**Excerpted passage**
☆ ☆ ☆ ☆ ☆ ☆ ☆
A second, diagonal cut was made through the lower half of the statue, to allow the two halves to be separated so that museum visitors can see the interior construction which consists of laminated boards that were nailed and screwed together. The two halves will be mounted in a metal armature with a gap in between to see the interior of the statue.
Fontaine said he was approached by project manager Kevin White to see if the sawmill could handle the wood cuts needed for the statue.
“He contacted me about cutting it, and I said it was a big undertaking,” Fontaine said. “Originally, they thought that we could do it on my sawmill, but it was too big for my sawmill. So, we had to get different tools to do it, and it’s exciting to do and be part of the history of the statue.”
Bill Royce, of Royce Construction in East Montpelier, was the one wielding a chain saw to make the cuts to the statue on Monday.
Royce said he and Fontaine did some research on what tools to use and settled on a long chainsaw with a carbide-tipped chain and special bar. They used a Haddon Lumbermaker, that attaches to the chainsaw, and acts as a guide for the chainsaw and keeps the cut straight and plumb and they also used a laser to set the line of the cut.
Part of the project included Adam Krakowski, conservation project manager, who works for Meeting House Furniture Restoration in Quechee, a firm that specializes in woodworking, repairs and restoration.
Krakowski said a close inspection of the statue revealed pockets of moisture throughout the interior the statue that had caused considerable wood rot.
“When I saw it the day after it was taken off the State House, it was literally fully saturated, to the point that there were still ice pockets and ice crystals on the bottom of the statue,” Krakowsi said.
Krakowski said the statue weighed more than 1,000 pounds above the normal density of the Ponderosa pine used in its construction because of the water saturation.
☆ ☆ ☆ ☆ ☆ ☆ ☆
[Image-grounded pointing listing]
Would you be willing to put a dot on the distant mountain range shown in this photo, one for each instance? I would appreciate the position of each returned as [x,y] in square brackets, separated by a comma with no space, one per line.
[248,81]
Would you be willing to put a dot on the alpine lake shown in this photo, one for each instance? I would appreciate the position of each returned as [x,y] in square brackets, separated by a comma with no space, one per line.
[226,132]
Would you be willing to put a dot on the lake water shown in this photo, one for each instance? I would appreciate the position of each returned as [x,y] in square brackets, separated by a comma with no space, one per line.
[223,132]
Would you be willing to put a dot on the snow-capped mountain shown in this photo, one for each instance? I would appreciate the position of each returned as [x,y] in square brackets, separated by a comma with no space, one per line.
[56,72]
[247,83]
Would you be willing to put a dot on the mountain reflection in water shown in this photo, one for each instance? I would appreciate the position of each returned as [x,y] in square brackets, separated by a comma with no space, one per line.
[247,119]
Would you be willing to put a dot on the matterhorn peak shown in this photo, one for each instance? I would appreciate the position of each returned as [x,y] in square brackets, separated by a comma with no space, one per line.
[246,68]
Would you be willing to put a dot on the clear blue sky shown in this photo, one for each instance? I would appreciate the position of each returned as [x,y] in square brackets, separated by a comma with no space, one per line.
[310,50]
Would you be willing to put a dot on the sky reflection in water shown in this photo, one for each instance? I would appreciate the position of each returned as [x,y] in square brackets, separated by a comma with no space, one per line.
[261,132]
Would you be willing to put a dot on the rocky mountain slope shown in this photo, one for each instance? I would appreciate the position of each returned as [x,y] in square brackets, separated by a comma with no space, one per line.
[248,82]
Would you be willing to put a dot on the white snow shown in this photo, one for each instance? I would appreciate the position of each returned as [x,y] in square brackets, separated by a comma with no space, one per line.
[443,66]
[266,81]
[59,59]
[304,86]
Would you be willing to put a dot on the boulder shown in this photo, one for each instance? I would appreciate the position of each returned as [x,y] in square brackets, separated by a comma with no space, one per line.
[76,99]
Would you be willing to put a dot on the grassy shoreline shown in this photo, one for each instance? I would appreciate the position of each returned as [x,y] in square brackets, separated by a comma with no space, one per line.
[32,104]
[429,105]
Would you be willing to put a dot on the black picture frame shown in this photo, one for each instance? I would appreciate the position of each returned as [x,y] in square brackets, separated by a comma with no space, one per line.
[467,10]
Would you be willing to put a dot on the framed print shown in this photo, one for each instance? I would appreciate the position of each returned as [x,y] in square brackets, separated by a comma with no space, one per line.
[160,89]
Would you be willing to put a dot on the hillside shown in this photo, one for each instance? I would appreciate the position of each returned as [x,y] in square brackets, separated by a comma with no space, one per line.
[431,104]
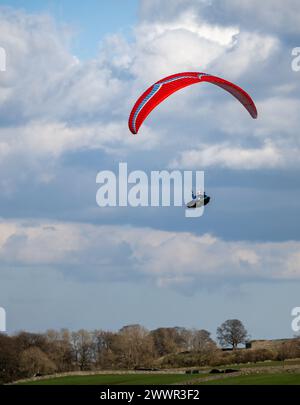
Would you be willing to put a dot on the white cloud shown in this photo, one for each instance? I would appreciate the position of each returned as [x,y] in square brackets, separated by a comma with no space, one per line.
[52,103]
[167,258]
[232,157]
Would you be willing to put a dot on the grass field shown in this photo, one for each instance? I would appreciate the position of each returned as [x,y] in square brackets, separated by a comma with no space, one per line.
[117,379]
[261,379]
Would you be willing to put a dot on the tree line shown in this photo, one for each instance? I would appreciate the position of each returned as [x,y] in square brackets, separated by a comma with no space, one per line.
[27,354]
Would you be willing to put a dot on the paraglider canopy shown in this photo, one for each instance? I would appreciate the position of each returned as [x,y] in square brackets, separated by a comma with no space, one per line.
[162,89]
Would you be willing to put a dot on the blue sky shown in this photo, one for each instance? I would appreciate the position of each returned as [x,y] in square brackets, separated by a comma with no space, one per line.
[90,21]
[73,74]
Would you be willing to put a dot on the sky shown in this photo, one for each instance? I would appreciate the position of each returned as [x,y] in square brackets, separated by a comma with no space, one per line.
[73,72]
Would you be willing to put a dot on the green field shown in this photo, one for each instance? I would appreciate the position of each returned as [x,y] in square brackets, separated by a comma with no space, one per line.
[117,379]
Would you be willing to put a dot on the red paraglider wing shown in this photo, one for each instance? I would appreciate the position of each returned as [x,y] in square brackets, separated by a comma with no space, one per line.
[162,89]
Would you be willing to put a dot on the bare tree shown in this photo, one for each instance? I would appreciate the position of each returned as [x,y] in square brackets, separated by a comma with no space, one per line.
[33,361]
[232,333]
[134,346]
[82,344]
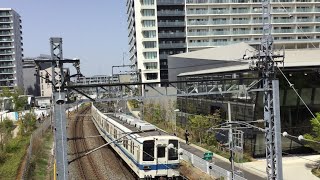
☆ ☆ ☆ ☆ ☆ ☆ ☆
**Exercises to complete**
[a] In the statue passage, who used a chain saw to make the cuts to the statue on Monday?
[b] Rename "wood rot" to "decay" in the statue passage and write out the part between "Part of the project" and "considerable wood rot.", inclusive.

**Activity answers**
[a] Bill Royce, of Royce Construction in East Montpelier.

[b]
Part of the project included Adam Krakowski, conservation project manager, who works for Meeting House Furniture Restoration in Quechee, a firm that specializes in woodworking, repairs and restoration.
Krakowski said a close inspection of the statue revealed pockets of moisture throughout the interior the statue that had caused considerable decay.